Please retype each of the following rows exactly, keeping every character unchanged.
DATA start
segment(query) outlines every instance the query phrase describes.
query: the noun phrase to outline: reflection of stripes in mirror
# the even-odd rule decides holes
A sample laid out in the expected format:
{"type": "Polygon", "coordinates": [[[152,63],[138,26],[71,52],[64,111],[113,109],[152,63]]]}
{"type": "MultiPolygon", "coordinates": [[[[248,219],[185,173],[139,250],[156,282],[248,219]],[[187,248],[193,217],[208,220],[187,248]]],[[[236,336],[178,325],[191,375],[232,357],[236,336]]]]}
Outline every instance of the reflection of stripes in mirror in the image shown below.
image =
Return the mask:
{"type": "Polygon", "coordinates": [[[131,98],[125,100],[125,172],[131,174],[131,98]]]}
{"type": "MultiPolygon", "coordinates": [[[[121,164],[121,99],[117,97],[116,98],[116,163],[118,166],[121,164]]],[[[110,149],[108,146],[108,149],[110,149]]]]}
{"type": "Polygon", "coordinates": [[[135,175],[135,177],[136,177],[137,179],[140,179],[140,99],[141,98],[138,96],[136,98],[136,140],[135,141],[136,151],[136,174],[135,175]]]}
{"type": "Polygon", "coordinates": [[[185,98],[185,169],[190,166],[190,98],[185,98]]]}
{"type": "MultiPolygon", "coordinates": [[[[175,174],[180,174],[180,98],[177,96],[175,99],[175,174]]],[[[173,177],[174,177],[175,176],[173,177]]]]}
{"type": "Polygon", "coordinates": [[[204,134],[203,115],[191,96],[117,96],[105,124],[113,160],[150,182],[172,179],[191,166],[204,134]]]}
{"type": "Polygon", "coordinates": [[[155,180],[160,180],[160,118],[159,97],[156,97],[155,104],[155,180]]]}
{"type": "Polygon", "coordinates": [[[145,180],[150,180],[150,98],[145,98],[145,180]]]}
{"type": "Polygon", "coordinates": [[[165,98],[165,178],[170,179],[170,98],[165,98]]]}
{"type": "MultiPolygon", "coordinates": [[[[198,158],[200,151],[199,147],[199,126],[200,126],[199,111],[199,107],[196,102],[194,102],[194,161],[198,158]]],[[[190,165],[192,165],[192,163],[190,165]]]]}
DATA end
# ANSWER TO THE PROBLEM:
segment(query) outlines every instance the query phrase describes.
query: the noun phrase to outline: reflection of stripes in mirror
# the even-odd rule decides holes
A sample laid out in the expected format:
{"type": "Polygon", "coordinates": [[[152,63],[138,26],[71,52],[64,111],[113,109],[152,63]]]}
{"type": "MultiPolygon", "coordinates": [[[[248,219],[185,173],[139,250],[156,282],[248,219]],[[187,248],[193,217],[208,220],[187,248]]],[[[236,336],[178,325],[191,375],[232,357],[236,336]]]]}
Outline every instance of the reflection of stripes in mirror in the image shown below.
image =
Return the mask:
{"type": "Polygon", "coordinates": [[[131,98],[125,100],[125,172],[131,174],[131,98]]]}
{"type": "MultiPolygon", "coordinates": [[[[121,164],[121,99],[117,97],[116,98],[116,163],[118,166],[121,164]]],[[[110,149],[108,146],[108,149],[110,149]]]]}
{"type": "Polygon", "coordinates": [[[135,175],[135,177],[136,177],[137,179],[140,179],[140,99],[141,98],[138,96],[136,98],[136,140],[135,141],[136,151],[136,174],[135,175]]]}
{"type": "Polygon", "coordinates": [[[185,98],[185,169],[190,166],[190,98],[185,98]]]}
{"type": "MultiPolygon", "coordinates": [[[[175,174],[180,174],[180,98],[177,96],[175,99],[175,174]]],[[[173,177],[174,177],[175,176],[173,177]]]]}
{"type": "Polygon", "coordinates": [[[204,134],[203,115],[191,96],[117,96],[105,124],[113,160],[150,182],[172,179],[191,166],[204,134]]]}
{"type": "Polygon", "coordinates": [[[155,180],[160,180],[160,118],[159,97],[156,97],[155,104],[155,180]]]}
{"type": "Polygon", "coordinates": [[[145,180],[150,180],[150,98],[145,98],[145,180]]]}
{"type": "Polygon", "coordinates": [[[165,98],[165,178],[170,179],[170,98],[165,98]]]}
{"type": "MultiPolygon", "coordinates": [[[[198,158],[200,151],[199,147],[199,126],[200,126],[199,111],[199,107],[196,102],[194,102],[194,161],[198,158]]],[[[190,165],[192,165],[192,163],[190,165]]]]}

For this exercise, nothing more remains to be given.